- [Point labeling data based on photos]:

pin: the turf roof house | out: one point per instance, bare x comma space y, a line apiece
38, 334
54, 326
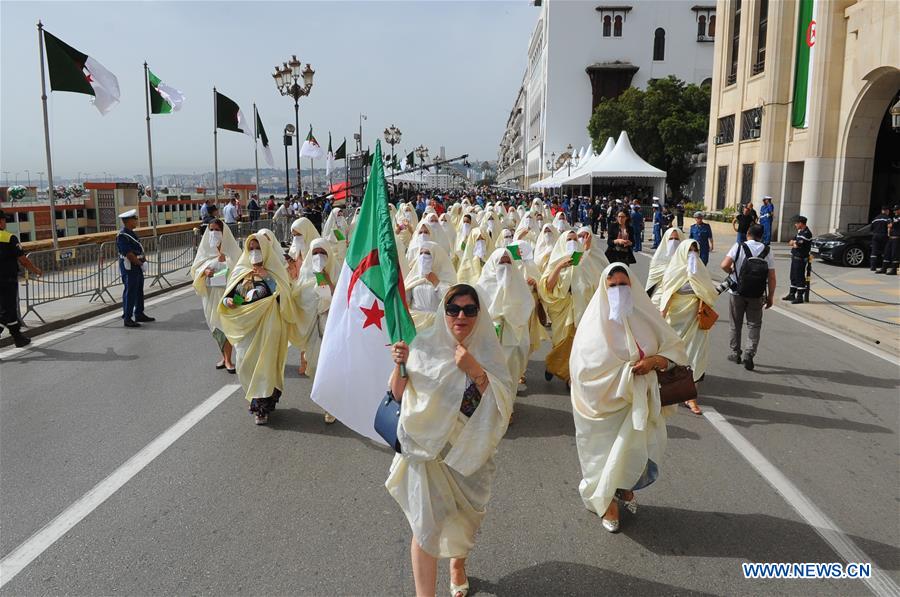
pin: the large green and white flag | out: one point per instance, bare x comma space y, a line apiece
163, 98
368, 313
803, 76
71, 70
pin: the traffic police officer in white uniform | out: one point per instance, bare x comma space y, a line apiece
131, 266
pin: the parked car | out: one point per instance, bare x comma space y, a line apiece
847, 248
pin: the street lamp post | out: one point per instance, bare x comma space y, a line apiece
289, 133
422, 154
392, 136
288, 82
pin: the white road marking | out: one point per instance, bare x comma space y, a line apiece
34, 546
880, 583
94, 321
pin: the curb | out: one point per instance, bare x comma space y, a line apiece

- [Exercise]: Update all the lines above, replacing "a line apiece" with "one per line" and changing nothing else. Leave the pictures out.

- [Full response]:
pin: the turf roof house | out: one point per instance, bare x comma space y, one per line
38, 334
54, 326
pin: the large green and white flag | out: one point per instance, bare x comma space y, one per line
163, 98
368, 313
803, 76
71, 70
pin: the traffic police officer in white uniform | out: one point per instance, bare x comma space y, one per line
131, 266
pin: the parked car | out: one point per instance, bare x comma space y, one per line
847, 248
pin: the street lamp post | out: one point per instance, bare x comma space y, one per line
289, 133
422, 154
392, 136
288, 82
pin: the white road marking | out: one point per instance, bare x comma space y, one per line
34, 546
880, 583
94, 321
pin: the curb | out: one point per instance, bare x comma space y, one per line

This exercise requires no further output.